*** Begin section ***
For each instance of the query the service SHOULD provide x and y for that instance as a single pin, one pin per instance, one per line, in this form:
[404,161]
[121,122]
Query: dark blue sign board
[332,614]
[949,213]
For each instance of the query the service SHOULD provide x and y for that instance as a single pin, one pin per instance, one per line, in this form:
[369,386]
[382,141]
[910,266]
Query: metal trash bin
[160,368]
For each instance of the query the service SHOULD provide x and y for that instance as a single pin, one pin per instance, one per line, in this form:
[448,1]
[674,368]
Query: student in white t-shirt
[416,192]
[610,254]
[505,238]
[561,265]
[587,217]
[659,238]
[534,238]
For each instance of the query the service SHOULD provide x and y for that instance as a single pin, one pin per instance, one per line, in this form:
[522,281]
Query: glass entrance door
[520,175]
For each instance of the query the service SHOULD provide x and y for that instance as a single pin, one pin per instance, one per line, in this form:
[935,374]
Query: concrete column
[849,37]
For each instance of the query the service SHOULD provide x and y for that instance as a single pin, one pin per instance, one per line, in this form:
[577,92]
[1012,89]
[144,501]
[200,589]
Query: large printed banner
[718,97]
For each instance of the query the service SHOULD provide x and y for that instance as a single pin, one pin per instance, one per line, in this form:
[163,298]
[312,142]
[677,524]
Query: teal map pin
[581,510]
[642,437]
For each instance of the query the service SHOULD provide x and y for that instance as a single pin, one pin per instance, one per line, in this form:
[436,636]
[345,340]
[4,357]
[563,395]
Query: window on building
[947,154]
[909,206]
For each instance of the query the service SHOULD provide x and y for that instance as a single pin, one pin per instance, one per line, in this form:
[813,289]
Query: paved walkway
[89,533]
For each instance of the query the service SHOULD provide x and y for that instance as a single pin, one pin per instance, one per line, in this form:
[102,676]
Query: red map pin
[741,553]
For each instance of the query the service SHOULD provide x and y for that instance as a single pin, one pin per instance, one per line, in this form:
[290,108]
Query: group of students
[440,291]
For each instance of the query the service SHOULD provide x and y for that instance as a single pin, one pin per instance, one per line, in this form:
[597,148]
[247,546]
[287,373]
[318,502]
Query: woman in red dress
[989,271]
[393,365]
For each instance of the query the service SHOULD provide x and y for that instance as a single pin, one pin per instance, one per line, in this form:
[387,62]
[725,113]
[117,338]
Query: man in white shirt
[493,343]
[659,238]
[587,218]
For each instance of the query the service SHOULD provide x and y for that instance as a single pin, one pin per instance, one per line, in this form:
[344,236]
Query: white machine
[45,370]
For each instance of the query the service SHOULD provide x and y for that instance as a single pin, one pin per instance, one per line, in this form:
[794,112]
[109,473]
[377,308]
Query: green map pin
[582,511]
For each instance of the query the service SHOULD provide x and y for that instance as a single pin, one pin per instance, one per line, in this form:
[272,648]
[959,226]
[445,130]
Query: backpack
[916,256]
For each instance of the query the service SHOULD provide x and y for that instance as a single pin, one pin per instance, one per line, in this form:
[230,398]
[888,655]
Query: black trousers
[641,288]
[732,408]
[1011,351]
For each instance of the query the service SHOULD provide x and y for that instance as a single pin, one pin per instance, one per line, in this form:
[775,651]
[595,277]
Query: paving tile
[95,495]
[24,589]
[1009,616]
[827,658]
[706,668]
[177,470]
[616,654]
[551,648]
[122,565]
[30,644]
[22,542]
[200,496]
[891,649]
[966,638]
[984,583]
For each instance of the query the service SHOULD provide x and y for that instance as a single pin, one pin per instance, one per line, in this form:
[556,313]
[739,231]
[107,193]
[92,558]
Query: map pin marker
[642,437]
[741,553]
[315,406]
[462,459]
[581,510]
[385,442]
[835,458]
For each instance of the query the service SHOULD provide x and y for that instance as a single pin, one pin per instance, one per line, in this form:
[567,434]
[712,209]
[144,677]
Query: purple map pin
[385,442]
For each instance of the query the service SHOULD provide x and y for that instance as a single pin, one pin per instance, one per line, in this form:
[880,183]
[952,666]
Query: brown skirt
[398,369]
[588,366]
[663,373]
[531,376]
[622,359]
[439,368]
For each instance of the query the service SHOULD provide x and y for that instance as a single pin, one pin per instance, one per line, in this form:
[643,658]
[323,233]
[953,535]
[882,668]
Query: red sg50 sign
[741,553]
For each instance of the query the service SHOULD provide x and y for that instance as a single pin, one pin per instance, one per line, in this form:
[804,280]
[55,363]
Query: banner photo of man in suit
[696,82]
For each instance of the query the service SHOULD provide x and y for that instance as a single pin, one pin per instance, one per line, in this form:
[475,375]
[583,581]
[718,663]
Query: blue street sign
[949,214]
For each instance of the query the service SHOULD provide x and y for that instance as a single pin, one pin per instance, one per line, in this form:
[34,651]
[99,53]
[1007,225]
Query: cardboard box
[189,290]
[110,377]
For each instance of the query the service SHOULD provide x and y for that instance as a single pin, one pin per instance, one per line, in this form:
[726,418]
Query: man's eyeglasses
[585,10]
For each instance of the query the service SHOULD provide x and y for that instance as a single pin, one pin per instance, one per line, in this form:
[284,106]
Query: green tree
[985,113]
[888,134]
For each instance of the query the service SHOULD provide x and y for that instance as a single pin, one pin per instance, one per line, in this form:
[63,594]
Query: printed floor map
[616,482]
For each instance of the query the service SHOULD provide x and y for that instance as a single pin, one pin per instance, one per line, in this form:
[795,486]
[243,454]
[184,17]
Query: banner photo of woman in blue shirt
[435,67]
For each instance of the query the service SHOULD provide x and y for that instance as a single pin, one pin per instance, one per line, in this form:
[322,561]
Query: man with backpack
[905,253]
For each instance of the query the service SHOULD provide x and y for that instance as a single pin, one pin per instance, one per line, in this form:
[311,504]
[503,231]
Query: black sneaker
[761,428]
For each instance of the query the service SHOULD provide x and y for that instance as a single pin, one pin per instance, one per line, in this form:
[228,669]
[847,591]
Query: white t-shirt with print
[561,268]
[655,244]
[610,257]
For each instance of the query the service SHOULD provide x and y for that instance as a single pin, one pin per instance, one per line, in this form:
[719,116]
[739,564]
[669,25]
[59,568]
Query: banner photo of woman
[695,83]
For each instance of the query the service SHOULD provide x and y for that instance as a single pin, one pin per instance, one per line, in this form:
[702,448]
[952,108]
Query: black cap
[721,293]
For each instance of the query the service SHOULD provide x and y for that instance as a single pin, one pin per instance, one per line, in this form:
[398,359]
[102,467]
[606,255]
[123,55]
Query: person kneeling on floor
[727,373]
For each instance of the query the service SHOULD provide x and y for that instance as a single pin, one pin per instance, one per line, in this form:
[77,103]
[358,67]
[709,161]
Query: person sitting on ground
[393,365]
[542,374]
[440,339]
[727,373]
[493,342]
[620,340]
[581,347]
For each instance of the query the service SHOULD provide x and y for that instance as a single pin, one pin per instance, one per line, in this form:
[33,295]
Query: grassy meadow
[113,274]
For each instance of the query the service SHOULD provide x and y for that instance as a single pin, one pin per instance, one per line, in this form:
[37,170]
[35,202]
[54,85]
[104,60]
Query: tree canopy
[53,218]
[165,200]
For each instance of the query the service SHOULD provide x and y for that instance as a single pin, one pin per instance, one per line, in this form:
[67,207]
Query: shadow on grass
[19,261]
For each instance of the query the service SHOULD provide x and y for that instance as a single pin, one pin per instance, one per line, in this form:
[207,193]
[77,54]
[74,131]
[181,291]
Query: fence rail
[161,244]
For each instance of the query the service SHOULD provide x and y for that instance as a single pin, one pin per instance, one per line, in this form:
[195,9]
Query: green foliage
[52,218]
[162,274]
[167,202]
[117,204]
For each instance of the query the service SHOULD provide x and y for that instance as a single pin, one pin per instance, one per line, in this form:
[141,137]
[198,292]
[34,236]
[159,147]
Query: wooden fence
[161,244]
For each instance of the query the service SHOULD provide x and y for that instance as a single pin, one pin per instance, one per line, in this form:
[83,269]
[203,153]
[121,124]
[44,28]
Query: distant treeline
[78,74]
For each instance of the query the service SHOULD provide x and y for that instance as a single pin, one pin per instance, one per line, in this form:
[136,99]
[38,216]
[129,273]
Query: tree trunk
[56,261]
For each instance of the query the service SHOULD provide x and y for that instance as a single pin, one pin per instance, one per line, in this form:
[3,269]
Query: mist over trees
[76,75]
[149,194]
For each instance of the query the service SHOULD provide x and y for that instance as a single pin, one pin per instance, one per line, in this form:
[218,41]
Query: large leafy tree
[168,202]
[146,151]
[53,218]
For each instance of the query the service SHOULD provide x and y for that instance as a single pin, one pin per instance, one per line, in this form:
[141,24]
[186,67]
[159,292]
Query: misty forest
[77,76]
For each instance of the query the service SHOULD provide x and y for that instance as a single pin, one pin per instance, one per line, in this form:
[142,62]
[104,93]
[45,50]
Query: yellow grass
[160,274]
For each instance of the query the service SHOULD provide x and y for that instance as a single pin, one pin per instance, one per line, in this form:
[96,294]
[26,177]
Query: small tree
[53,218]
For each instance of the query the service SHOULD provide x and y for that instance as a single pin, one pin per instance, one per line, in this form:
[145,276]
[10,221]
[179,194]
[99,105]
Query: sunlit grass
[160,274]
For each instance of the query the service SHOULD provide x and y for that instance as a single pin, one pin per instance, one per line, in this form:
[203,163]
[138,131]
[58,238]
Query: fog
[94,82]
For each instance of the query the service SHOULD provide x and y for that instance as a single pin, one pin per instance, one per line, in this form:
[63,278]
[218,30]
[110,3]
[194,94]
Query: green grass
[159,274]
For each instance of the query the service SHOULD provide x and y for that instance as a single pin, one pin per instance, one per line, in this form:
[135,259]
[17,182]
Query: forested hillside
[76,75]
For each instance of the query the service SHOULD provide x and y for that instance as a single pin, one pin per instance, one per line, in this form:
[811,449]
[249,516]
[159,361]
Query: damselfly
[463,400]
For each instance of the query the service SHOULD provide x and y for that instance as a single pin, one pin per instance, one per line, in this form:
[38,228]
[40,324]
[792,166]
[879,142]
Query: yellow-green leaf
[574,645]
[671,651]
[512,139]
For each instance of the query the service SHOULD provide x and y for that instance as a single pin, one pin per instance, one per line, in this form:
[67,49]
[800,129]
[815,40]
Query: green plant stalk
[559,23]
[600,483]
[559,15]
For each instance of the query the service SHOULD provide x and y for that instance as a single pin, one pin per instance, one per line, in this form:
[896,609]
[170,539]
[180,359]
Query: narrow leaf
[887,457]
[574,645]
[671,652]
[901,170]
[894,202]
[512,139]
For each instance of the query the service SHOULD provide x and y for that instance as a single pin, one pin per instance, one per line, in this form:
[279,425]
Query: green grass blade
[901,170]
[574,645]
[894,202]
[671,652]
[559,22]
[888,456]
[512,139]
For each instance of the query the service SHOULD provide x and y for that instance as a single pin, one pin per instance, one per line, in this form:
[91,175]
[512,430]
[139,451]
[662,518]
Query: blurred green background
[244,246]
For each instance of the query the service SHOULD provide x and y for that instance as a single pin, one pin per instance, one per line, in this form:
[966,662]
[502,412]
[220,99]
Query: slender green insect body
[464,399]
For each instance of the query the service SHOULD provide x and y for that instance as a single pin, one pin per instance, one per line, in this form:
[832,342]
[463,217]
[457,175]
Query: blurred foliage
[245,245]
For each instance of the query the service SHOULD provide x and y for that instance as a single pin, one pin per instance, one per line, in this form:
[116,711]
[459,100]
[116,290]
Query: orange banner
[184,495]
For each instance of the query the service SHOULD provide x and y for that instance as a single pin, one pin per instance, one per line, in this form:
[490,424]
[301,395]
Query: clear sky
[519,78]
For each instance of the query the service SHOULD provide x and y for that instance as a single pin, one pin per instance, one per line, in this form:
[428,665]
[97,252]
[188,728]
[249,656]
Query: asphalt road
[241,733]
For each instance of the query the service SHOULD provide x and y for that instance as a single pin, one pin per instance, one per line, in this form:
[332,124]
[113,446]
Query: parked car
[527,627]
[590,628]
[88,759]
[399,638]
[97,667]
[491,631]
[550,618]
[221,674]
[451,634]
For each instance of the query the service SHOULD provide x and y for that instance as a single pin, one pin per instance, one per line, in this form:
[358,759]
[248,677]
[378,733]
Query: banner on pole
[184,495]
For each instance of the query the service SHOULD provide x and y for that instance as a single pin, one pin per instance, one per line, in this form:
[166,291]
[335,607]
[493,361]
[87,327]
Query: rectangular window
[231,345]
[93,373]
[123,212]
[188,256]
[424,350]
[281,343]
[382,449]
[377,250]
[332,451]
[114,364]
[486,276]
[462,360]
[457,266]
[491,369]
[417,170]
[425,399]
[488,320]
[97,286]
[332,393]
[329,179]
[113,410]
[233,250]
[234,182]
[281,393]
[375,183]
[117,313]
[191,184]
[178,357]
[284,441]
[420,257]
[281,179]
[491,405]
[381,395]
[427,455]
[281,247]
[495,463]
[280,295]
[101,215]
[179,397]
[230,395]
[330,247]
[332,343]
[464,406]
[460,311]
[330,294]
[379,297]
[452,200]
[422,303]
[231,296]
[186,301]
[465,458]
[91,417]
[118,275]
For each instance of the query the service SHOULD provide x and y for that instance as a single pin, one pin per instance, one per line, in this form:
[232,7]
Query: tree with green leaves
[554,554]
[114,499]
*** End section ***
▶ ASSIGNED TASK
Starting with the line that contains "Query: asphalt road", print each line through the last one in the listing. Include both end lines and add nothing.

▶ WRITTEN ANSWER
Query: asphalt road
[241,733]
For each instance of the query the service SHOULD provide x and y for that instance as a single pin, one pin per instance, one per line, in this form:
[332,124]
[113,446]
Query: parked car
[527,627]
[590,628]
[88,759]
[399,638]
[97,667]
[491,631]
[550,618]
[221,674]
[451,634]
For each instance of the query the service SHOULD provide x and y for that instance as a single pin, one pin per instance, one per line, in this form:
[358,759]
[248,677]
[378,733]
Query: banner on pole
[184,495]
For each instance of the query the service SHOULD provide x and y for that instance as a single pin, one pin per instance, one per line, in this form:
[166,291]
[335,607]
[493,361]
[87,327]
Query: rectangular window
[231,345]
[93,373]
[123,212]
[188,256]
[424,350]
[281,343]
[382,449]
[377,250]
[332,451]
[114,364]
[486,276]
[462,360]
[457,266]
[491,369]
[417,170]
[425,399]
[488,320]
[97,286]
[332,393]
[329,179]
[113,410]
[233,250]
[234,182]
[281,393]
[375,183]
[117,313]
[191,184]
[178,357]
[284,441]
[420,257]
[281,179]
[491,405]
[381,395]
[427,455]
[281,247]
[495,463]
[280,295]
[101,215]
[179,397]
[230,395]
[330,247]
[332,343]
[464,406]
[460,311]
[330,294]
[379,297]
[452,200]
[422,303]
[231,296]
[186,301]
[465,458]
[91,417]
[118,275]
For each instance of the query the service SHOULD provide x and y for that instance as a single pin, one pin per instance, one per line, in this form:
[232,7]
Query: tree with green leaves
[554,554]
[114,499]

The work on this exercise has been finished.